◆ STATED PROBLEM
Pick out each line of the items below that contains the string "leaf", and copy those lines unchanged.

◆ Region annotation items
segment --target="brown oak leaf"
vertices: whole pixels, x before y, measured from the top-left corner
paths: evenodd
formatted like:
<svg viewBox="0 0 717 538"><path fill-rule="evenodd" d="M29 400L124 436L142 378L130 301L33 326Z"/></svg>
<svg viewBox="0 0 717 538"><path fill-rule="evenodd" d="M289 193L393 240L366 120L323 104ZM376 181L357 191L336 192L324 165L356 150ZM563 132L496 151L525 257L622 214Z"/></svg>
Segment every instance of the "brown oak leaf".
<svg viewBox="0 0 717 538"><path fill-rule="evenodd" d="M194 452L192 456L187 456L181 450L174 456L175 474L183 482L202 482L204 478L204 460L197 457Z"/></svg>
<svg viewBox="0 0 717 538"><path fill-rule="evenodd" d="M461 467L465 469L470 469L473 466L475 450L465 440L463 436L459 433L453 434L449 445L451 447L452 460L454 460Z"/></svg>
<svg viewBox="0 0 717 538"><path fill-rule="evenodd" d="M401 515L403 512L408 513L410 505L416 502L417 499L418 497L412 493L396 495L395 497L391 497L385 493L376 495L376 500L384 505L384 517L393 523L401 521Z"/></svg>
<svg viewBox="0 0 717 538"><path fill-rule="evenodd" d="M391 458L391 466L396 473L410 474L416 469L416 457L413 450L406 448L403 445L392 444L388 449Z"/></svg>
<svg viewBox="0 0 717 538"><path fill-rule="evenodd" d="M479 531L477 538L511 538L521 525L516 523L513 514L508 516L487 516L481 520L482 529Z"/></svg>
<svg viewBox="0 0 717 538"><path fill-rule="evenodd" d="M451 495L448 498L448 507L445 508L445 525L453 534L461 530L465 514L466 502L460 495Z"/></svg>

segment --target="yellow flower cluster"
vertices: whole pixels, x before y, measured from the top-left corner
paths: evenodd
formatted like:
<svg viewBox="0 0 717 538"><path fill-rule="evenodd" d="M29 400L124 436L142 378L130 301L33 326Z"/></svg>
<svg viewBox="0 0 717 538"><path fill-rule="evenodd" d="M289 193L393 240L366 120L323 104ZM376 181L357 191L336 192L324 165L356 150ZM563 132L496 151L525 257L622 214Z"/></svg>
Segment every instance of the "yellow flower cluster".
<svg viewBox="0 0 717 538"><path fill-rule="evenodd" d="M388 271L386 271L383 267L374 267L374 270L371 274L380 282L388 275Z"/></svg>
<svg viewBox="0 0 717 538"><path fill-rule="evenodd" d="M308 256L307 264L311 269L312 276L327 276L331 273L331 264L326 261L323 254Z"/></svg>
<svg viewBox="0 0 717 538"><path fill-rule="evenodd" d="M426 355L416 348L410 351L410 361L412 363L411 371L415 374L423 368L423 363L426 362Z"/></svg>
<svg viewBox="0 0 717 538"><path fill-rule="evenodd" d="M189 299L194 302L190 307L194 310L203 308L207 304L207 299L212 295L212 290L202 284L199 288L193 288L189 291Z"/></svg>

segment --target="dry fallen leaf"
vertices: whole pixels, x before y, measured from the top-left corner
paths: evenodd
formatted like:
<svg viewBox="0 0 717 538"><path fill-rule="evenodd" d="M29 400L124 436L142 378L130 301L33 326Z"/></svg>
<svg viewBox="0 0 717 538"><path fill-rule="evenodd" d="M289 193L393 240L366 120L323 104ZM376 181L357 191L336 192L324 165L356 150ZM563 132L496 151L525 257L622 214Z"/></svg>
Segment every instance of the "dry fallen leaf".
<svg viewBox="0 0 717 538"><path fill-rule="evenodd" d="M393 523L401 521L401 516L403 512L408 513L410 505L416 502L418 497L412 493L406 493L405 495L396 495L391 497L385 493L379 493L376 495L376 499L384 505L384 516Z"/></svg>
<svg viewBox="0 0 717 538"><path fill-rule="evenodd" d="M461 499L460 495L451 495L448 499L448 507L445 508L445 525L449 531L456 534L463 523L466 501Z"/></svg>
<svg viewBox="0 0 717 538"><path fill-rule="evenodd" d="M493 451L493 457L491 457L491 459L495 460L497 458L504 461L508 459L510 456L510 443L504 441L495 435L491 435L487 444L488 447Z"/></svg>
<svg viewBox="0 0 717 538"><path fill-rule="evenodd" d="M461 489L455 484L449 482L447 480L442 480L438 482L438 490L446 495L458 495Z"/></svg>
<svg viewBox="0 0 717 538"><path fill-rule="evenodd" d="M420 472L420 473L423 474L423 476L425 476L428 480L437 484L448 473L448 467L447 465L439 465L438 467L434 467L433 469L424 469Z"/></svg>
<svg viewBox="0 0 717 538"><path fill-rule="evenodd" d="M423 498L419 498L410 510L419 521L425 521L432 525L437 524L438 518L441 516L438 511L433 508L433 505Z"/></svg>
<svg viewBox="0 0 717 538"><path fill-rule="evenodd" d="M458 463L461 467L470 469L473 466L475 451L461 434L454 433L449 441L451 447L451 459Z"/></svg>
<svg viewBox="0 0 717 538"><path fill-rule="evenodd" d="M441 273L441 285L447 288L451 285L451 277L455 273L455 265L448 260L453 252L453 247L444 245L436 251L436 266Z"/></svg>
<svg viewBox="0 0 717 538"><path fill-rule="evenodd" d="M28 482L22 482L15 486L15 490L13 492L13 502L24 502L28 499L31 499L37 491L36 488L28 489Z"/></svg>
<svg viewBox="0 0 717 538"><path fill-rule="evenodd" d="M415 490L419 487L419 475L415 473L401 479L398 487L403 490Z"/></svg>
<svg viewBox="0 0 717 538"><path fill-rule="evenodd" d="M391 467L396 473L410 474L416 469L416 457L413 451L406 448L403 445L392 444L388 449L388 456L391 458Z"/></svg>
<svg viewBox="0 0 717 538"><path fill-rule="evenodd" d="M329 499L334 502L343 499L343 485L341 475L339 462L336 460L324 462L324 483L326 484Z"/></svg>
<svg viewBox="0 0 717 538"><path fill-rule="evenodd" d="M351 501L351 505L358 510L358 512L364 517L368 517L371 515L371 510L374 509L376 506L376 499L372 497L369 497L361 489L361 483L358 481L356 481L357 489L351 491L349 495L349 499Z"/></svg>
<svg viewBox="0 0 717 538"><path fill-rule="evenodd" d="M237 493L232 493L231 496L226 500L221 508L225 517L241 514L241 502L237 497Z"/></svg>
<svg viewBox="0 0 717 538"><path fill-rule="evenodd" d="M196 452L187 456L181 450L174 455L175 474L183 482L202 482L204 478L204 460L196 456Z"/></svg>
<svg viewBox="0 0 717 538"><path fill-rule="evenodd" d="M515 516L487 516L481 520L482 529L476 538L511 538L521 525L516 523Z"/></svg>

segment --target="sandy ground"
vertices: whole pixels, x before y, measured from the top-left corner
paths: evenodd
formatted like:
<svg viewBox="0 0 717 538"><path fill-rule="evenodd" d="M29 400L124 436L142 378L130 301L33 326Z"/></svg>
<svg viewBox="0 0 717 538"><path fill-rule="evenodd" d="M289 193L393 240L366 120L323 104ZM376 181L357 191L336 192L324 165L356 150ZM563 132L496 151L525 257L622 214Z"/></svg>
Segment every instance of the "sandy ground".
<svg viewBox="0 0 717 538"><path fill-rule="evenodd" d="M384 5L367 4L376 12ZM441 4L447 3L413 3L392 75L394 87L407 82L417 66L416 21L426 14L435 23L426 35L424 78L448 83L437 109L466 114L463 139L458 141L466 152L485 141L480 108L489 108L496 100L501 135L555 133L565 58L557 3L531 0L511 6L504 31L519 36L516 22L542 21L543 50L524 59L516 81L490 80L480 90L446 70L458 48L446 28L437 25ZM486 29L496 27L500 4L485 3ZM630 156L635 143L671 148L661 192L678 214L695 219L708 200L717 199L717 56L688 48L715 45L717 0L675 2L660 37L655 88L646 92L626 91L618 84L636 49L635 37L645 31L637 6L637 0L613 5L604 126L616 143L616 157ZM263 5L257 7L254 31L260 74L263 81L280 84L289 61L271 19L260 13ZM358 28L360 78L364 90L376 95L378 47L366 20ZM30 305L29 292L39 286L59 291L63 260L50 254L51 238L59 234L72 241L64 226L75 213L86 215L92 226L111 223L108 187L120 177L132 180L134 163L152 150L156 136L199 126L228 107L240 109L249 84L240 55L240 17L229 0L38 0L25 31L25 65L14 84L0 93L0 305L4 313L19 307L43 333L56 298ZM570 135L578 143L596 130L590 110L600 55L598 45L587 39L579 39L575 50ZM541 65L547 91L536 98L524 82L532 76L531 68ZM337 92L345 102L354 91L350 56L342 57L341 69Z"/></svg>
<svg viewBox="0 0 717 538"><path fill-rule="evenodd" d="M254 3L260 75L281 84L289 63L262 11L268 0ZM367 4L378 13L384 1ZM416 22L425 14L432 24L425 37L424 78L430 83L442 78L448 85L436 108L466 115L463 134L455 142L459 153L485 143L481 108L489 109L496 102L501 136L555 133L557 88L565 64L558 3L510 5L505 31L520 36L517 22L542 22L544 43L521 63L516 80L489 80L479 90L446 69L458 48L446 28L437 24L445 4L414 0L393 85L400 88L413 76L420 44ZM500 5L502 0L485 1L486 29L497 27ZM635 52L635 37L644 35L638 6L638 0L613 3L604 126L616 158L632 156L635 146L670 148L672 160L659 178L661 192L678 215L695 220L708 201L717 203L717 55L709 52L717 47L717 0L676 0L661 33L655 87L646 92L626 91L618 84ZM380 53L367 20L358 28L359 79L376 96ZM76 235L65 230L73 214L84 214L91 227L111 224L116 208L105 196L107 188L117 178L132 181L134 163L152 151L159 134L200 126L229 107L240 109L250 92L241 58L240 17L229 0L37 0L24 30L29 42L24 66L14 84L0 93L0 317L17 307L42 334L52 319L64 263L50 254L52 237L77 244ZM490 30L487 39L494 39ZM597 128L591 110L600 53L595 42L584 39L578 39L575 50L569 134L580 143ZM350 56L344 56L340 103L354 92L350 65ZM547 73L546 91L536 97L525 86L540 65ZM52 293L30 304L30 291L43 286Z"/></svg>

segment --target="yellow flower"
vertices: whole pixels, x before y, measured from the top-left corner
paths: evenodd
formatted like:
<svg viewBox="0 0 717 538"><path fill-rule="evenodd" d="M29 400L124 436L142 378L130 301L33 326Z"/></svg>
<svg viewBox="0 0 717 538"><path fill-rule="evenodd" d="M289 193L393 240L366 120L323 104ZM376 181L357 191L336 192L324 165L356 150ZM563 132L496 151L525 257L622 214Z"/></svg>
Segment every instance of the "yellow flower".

◆ EXERCISE RESULT
segment --target="brown oak leaf"
Segment every instance of the "brown oak leaf".
segment --target="dry fallen leaf"
Segment every instance of the "dry fallen leaf".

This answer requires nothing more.